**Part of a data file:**
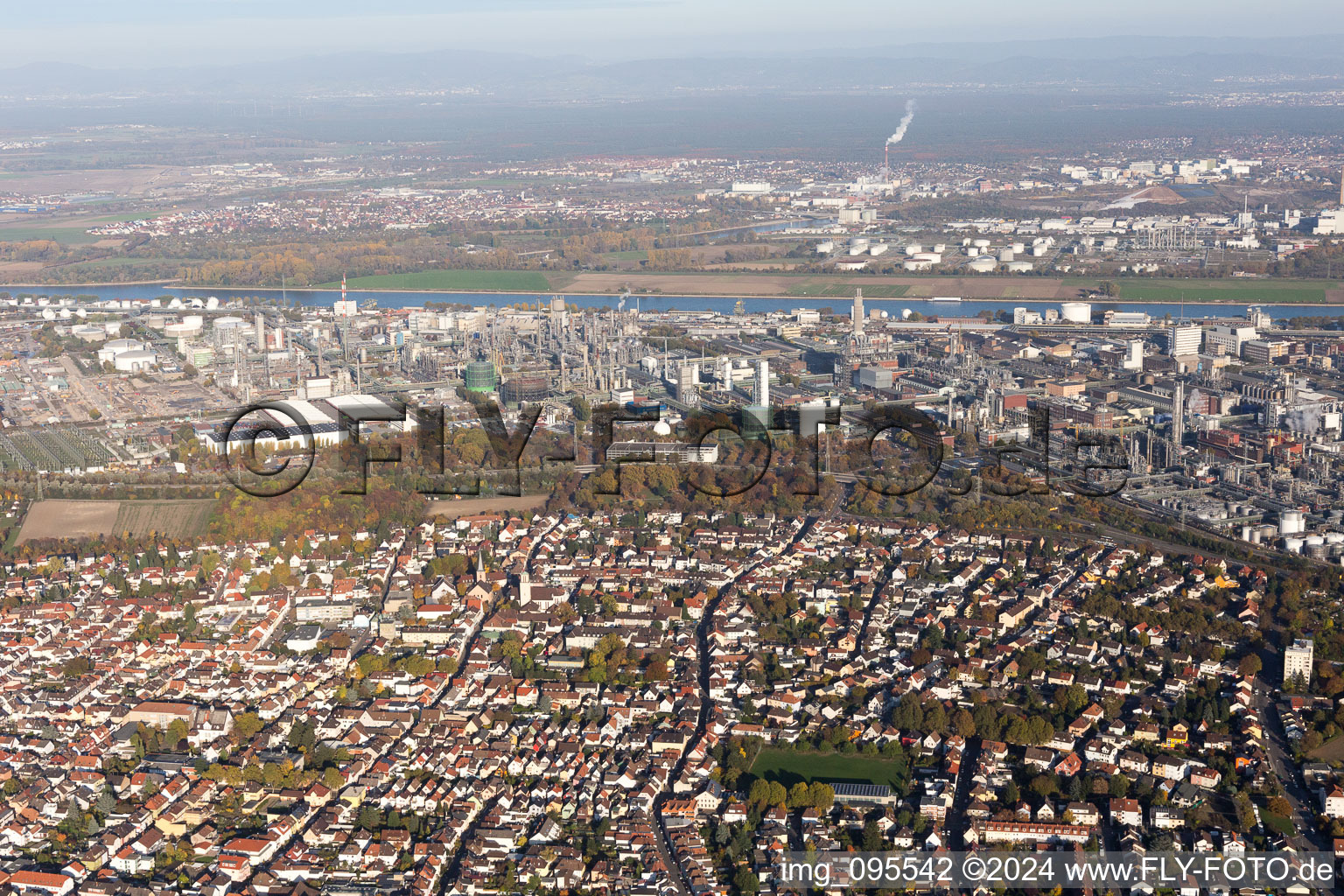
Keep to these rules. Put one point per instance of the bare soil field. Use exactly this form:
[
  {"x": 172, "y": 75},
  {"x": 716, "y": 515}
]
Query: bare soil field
[
  {"x": 468, "y": 507},
  {"x": 87, "y": 519},
  {"x": 132, "y": 180}
]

**TASK TO COMPLETE:**
Write out the listing again with every "bare soil field" swapped for "plowed field" and nothing else changed. Leave the pictures out of your answer.

**CORRECT RESULT:**
Keep to these rules. Put one point per instance of the plowed field. Use exactly this form:
[
  {"x": 172, "y": 75},
  {"x": 716, "y": 515}
]
Query: plowed field
[
  {"x": 468, "y": 507},
  {"x": 87, "y": 519},
  {"x": 132, "y": 180}
]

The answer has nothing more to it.